EXCERPTED TEXT.
= = = = =

Harsh winter weather with wind, ice, and snow can wreak havoc on your trees and shrubs causing numerous split and broken branches. Early snow and ice storms can be even more deadly with the foliage still on deciduous trees and shrubs.

Recent research shows that climate change is bringing us more destructive ice storms and storms mixed with both snow and ice, rather than those gentle snow events once so common.  While a snowstorm of light fluffy snow is a boon to the garden, an ice-filled storm is another matter altogether.

Softwood tree species like pines, spruces, fir and cedars are more flexible and less prone to winter storm damage than hardwood species like oaks, maples, hickories and poplars.  But, in a really bad icing event any woody plant can take a hit.

What should you do when woody plants get hammered?

= = = = =

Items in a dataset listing
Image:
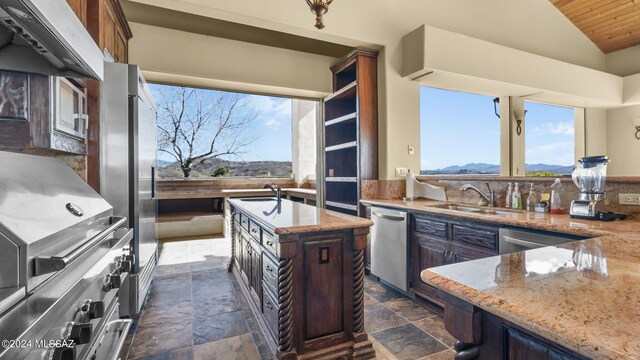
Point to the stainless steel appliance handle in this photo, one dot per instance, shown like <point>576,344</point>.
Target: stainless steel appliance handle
<point>124,325</point>
<point>45,265</point>
<point>523,243</point>
<point>389,217</point>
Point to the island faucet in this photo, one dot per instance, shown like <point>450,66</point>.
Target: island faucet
<point>489,198</point>
<point>276,189</point>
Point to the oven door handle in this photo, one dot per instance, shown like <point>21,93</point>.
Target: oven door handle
<point>123,325</point>
<point>523,243</point>
<point>45,265</point>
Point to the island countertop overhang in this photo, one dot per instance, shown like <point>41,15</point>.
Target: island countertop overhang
<point>292,217</point>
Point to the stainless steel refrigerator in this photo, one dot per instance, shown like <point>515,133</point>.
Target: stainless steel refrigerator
<point>128,171</point>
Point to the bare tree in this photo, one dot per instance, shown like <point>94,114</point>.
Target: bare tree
<point>196,125</point>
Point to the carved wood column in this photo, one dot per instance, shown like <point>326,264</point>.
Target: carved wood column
<point>285,297</point>
<point>463,321</point>
<point>359,246</point>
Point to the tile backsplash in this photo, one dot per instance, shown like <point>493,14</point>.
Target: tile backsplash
<point>395,189</point>
<point>76,162</point>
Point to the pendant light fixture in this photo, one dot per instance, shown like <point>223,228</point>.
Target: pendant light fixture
<point>319,8</point>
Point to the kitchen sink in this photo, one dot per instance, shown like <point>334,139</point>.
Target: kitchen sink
<point>257,199</point>
<point>457,208</point>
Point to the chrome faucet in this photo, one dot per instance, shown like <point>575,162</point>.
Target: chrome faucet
<point>276,189</point>
<point>490,198</point>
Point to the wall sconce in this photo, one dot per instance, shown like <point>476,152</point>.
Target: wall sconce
<point>319,8</point>
<point>496,106</point>
<point>519,122</point>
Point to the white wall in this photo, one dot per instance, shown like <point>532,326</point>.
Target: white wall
<point>622,147</point>
<point>304,117</point>
<point>595,132</point>
<point>624,62</point>
<point>173,56</point>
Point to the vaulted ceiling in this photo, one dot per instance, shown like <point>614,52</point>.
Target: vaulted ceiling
<point>611,24</point>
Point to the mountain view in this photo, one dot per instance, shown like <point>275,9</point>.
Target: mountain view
<point>210,168</point>
<point>488,169</point>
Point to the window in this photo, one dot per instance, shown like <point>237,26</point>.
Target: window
<point>459,133</point>
<point>550,139</point>
<point>211,133</point>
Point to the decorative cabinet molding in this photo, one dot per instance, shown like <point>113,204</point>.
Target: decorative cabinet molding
<point>481,335</point>
<point>26,119</point>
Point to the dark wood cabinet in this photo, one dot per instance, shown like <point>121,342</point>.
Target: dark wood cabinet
<point>79,7</point>
<point>437,241</point>
<point>351,131</point>
<point>116,32</point>
<point>255,282</point>
<point>307,288</point>
<point>483,336</point>
<point>520,346</point>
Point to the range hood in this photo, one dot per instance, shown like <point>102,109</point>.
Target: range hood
<point>46,37</point>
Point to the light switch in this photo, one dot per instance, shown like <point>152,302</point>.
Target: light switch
<point>402,171</point>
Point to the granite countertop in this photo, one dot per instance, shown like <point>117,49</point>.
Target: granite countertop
<point>583,295</point>
<point>296,217</point>
<point>540,221</point>
<point>200,194</point>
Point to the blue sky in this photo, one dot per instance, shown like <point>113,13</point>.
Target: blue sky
<point>459,128</point>
<point>271,128</point>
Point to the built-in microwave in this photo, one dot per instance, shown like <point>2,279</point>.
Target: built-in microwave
<point>69,108</point>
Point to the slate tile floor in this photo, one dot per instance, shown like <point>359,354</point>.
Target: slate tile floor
<point>196,311</point>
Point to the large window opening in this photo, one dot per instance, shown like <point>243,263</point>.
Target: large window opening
<point>459,133</point>
<point>550,139</point>
<point>206,133</point>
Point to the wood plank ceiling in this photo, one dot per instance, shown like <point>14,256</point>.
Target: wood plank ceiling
<point>611,24</point>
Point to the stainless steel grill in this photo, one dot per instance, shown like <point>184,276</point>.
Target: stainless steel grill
<point>63,257</point>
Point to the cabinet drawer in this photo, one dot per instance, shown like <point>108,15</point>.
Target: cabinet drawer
<point>255,231</point>
<point>430,227</point>
<point>269,242</point>
<point>270,312</point>
<point>244,222</point>
<point>269,273</point>
<point>477,236</point>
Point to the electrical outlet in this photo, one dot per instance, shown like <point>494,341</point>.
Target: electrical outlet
<point>629,199</point>
<point>402,171</point>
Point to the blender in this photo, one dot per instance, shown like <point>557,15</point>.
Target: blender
<point>590,176</point>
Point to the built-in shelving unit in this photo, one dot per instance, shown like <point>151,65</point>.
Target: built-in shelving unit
<point>351,131</point>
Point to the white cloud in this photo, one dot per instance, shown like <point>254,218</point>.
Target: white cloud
<point>427,165</point>
<point>559,153</point>
<point>271,105</point>
<point>559,128</point>
<point>272,123</point>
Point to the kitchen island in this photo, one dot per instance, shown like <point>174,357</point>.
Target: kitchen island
<point>573,301</point>
<point>303,269</point>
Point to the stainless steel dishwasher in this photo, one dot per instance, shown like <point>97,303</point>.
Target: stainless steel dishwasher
<point>389,250</point>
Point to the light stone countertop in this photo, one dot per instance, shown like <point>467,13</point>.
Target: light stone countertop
<point>219,193</point>
<point>594,311</point>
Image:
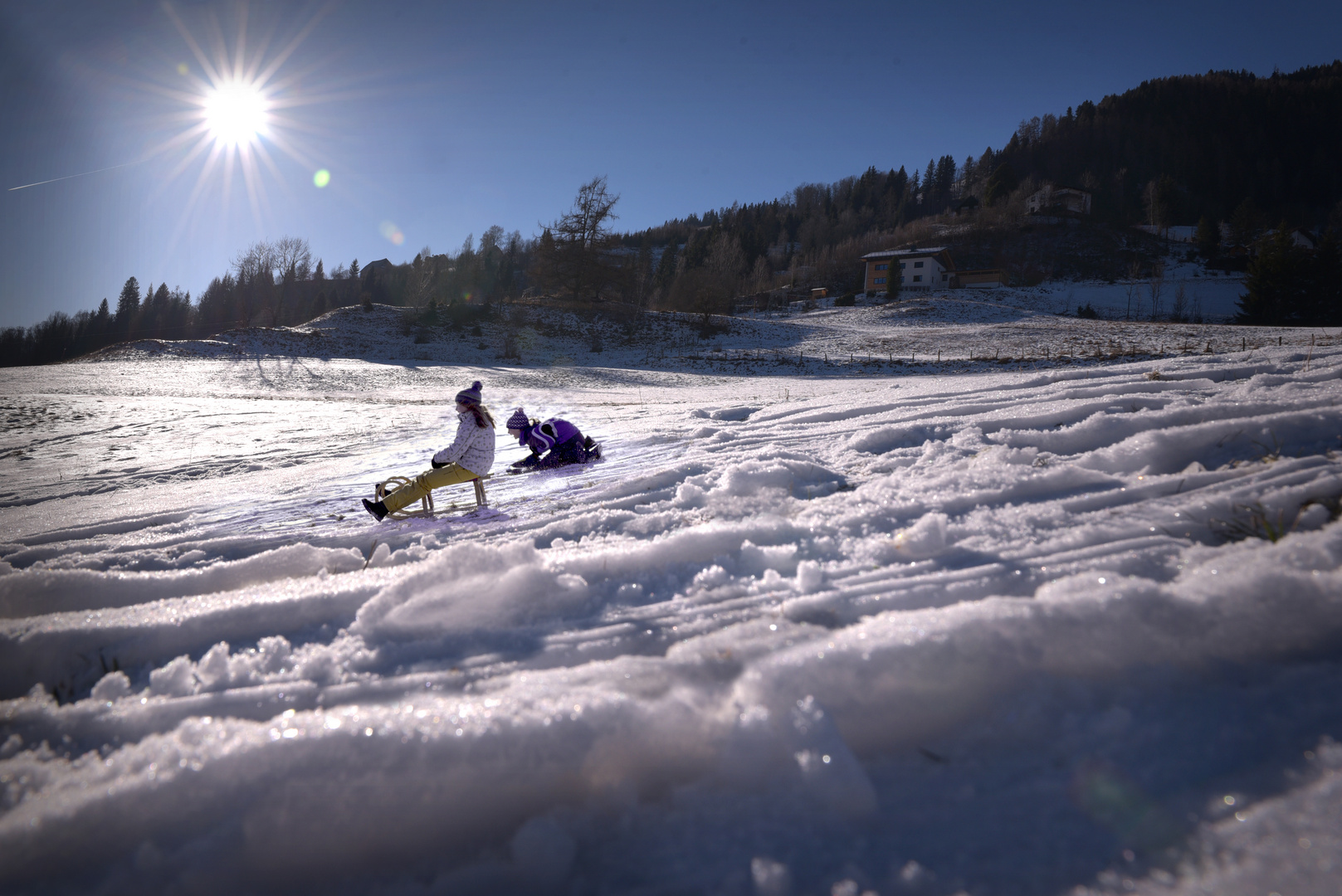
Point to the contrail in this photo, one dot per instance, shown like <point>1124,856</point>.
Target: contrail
<point>80,174</point>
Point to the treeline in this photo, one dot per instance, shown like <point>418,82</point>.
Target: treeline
<point>1220,139</point>
<point>1218,148</point>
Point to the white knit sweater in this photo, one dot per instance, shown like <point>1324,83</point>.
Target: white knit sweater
<point>472,447</point>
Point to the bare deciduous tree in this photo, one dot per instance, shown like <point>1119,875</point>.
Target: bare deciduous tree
<point>581,236</point>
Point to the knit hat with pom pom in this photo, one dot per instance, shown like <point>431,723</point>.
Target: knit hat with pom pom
<point>470,396</point>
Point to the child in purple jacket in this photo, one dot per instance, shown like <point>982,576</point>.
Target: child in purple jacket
<point>554,443</point>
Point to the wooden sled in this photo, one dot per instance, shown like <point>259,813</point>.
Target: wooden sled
<point>382,489</point>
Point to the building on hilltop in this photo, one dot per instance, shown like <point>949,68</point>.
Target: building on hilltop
<point>929,269</point>
<point>1058,202</point>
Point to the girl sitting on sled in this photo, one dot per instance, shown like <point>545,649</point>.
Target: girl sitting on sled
<point>554,443</point>
<point>470,456</point>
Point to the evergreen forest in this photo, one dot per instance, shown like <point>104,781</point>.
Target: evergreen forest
<point>1244,157</point>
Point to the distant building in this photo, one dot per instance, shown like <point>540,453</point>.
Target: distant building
<point>1058,202</point>
<point>917,269</point>
<point>967,206</point>
<point>926,269</point>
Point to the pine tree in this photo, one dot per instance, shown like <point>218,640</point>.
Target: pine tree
<point>1208,237</point>
<point>128,306</point>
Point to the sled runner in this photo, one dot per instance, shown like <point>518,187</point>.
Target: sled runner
<point>426,510</point>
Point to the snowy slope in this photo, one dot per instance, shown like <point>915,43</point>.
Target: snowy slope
<point>813,626</point>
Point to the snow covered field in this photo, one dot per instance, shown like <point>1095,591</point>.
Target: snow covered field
<point>831,617</point>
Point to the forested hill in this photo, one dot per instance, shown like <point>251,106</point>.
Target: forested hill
<point>1222,137</point>
<point>1205,145</point>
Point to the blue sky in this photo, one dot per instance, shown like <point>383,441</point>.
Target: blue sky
<point>443,119</point>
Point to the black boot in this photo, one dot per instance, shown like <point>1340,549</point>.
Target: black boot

= = = = =

TASKS.
1: Reproduce word for word the passage on winter storm damage to trees, from "Recent research shows" to "another matter altogether.".
2: Carry the passage on winter storm damage to trees further, picking up after its final sentence.

RESPONSES TO THE EXERCISE.
1:
Recent research shows that climate change is bringing us more destructive ice storms and storms mixed with both snow and ice, rather than those gentle snow events once so common.  While a snowstorm of light fluffy snow is a boon to the garden, an ice-filled storm is another matter altogether.

2:
The rule of thumb in winter or at any time of year for that matter, is to remove dead and broken branches as soon as possible. This can help prevent further splitting of wood, winter desiccation of exposed inner wood, and attacks by insects and disease on exposed wood when the weather warms up.

Even if you aren’t a trained pruner, you can accomplish many of these smaller pruning jobs by yourself. Call a certified arborist, though, for damage to large branches and taller trees.

Your DIY toolkit should include:

1) a sharp pair of bypass pruners (I like Felco pruners)

2) a sharp pair of loppers (again, I like Felco)

3) a medium sized pruning saw (I like Silky saws with dual teeth).

Check out the helpful photos of how to prune on “Ramblin Through Dave’s Garden”

After you prune, there is no need to “seal” or “paint” the wound. This is an old fashioned practice that has been proven to be unproductive.

Hopefully you won’t have any damage this winter, but if you do, you’ll know what to do!

From Kim Eierman at EcoBeneficial!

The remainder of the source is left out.